**EXERCISE DATA**
______________________________
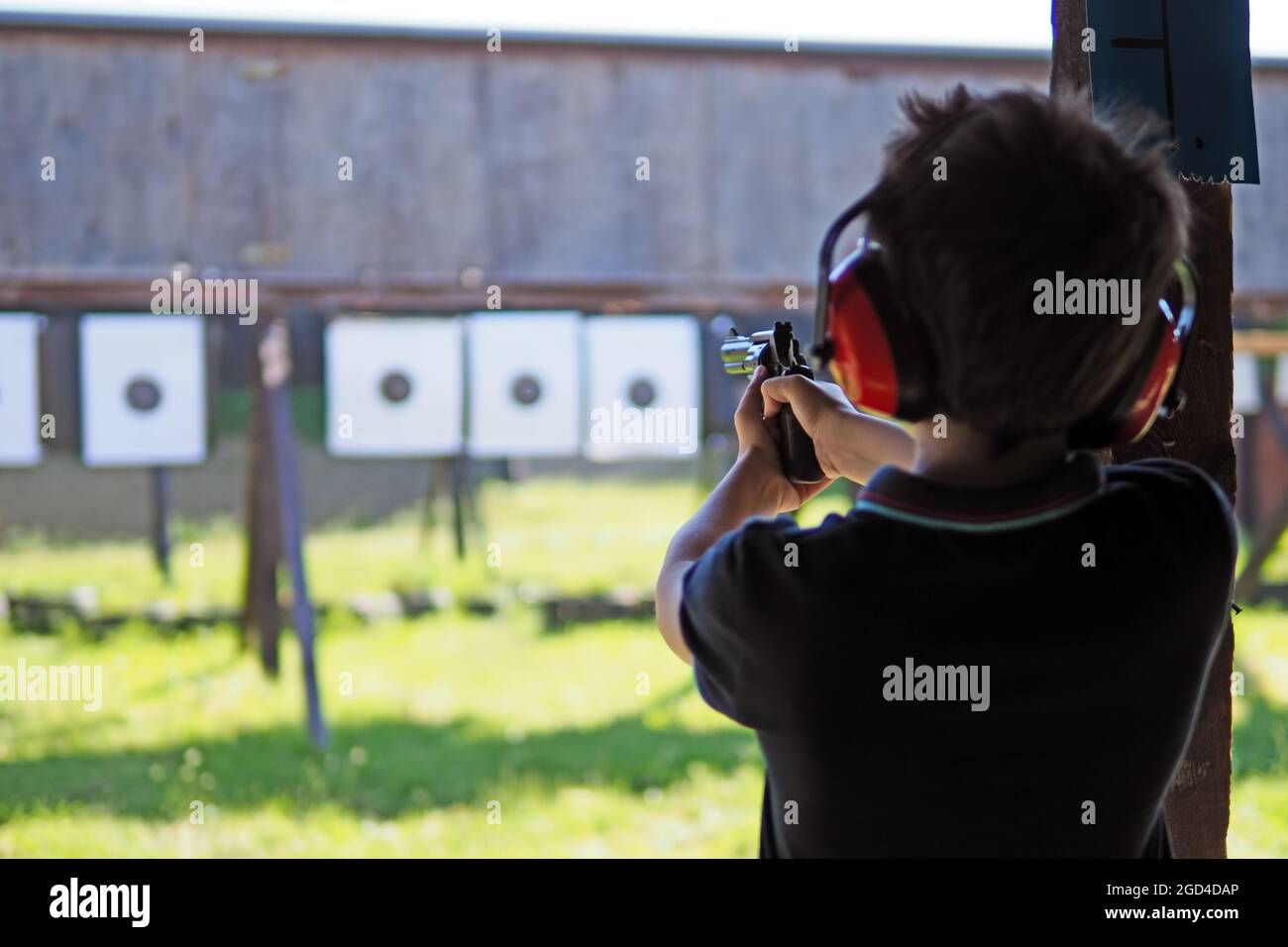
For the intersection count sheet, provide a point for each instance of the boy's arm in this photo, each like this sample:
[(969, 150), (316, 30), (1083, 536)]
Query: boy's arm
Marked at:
[(755, 486), (848, 444)]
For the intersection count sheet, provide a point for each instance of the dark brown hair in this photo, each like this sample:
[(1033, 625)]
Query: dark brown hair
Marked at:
[(1033, 185)]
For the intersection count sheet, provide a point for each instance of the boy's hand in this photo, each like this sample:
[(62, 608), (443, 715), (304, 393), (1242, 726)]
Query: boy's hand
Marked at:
[(848, 444), (758, 450)]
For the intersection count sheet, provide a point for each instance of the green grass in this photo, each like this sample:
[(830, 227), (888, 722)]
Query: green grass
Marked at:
[(592, 742)]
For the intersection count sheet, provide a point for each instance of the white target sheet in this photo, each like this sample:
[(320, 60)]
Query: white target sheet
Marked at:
[(524, 384), (143, 389), (394, 386), (20, 389)]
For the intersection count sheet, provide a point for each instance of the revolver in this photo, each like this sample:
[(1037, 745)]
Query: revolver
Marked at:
[(781, 354)]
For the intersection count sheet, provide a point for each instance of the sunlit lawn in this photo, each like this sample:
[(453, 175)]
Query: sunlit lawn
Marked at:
[(451, 735)]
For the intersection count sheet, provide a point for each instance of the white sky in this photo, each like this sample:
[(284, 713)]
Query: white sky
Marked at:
[(1000, 24)]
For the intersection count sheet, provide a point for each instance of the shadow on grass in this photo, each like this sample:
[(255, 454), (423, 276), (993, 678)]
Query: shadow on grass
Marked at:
[(1261, 735), (380, 768)]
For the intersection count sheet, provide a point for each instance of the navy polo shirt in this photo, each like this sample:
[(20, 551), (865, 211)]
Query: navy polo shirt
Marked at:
[(961, 672)]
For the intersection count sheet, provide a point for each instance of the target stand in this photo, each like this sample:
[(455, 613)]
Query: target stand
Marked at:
[(274, 518), (394, 388)]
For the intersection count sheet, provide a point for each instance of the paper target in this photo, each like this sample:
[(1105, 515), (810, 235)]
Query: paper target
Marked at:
[(394, 386), (524, 384), (143, 389), (644, 386), (20, 389), (1247, 388)]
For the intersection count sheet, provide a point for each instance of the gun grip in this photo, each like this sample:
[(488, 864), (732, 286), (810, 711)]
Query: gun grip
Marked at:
[(797, 450)]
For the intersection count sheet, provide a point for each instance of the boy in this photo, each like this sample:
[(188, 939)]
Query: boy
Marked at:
[(1000, 650)]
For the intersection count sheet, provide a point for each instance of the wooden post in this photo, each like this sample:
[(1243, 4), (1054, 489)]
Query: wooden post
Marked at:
[(159, 479), (262, 616), (1198, 802), (275, 361)]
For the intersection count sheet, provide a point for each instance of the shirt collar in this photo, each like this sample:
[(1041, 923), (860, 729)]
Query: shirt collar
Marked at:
[(914, 499)]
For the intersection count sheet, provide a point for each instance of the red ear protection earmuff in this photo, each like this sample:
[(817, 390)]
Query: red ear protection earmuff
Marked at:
[(1151, 390), (883, 363)]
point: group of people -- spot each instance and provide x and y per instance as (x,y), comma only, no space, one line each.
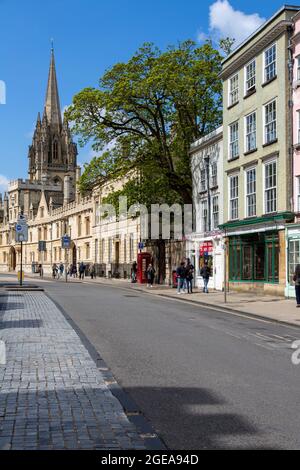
(185,276)
(59,270)
(150,273)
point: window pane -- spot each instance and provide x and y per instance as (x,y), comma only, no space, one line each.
(247,263)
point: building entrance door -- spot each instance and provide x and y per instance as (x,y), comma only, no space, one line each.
(12,259)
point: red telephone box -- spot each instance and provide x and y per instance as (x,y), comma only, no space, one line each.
(144,259)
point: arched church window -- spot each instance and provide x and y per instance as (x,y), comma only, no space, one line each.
(55,150)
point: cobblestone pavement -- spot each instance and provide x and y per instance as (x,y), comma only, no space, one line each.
(52,396)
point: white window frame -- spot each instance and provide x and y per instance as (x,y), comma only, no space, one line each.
(233,144)
(271,188)
(251,79)
(248,195)
(233,92)
(214,174)
(265,79)
(204,215)
(298,68)
(203,181)
(247,134)
(265,124)
(298,193)
(214,213)
(236,198)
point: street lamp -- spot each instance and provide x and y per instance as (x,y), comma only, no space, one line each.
(207,161)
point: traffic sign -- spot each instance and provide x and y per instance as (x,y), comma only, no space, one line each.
(21,229)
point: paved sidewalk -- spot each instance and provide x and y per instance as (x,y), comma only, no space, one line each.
(52,395)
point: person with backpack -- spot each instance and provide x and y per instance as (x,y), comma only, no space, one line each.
(150,273)
(81,270)
(180,273)
(296,280)
(189,276)
(205,273)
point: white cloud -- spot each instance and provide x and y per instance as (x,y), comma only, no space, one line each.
(202,36)
(3,183)
(225,21)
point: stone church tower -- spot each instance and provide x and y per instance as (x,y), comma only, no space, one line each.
(52,154)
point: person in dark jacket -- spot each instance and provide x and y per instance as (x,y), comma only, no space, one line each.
(81,270)
(180,272)
(189,276)
(205,273)
(150,275)
(296,279)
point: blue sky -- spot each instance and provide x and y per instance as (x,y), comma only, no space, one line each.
(89,37)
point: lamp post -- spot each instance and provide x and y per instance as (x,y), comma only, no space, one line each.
(207,161)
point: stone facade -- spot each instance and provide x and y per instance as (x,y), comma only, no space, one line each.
(207,174)
(258,184)
(53,207)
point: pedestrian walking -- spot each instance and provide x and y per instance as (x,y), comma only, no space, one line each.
(134,272)
(189,276)
(41,270)
(54,270)
(61,269)
(150,273)
(296,280)
(81,270)
(93,271)
(205,273)
(180,272)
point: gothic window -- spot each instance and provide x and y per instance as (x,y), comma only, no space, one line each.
(55,151)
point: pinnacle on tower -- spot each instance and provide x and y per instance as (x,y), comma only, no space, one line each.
(52,104)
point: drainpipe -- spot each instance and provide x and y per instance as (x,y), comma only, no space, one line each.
(290,120)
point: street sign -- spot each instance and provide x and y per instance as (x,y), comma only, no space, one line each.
(21,228)
(66,242)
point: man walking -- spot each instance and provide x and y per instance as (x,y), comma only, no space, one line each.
(205,273)
(189,276)
(297,284)
(61,269)
(150,273)
(81,270)
(180,272)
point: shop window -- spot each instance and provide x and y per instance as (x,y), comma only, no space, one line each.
(247,262)
(294,258)
(254,258)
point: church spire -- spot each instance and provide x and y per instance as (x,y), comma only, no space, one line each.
(52,105)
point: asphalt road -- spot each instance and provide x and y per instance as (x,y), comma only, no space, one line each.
(205,379)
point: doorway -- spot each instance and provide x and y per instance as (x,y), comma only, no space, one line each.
(12,259)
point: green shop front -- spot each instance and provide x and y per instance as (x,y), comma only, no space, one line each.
(256,254)
(293,257)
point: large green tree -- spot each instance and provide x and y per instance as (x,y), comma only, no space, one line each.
(143,118)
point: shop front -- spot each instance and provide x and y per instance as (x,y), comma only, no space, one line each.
(211,250)
(293,258)
(257,254)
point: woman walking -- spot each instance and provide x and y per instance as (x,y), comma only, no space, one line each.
(297,284)
(150,275)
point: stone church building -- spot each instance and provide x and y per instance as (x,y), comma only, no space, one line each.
(53,207)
______________________________
**EXERCISE**
All lines in the records that contain "shirt" are to be copied and returned.

**SOLUTION FOR THIS PROBLEM**
For the intersection count sheet, provide a point for each instance of the navy polo shirt in this photo, each like this sample:
Query: navy polo shirt
For the intersection count sheet, provide a point for each instance of the shirt collar in this photo, each like this sample:
Query: shirt collar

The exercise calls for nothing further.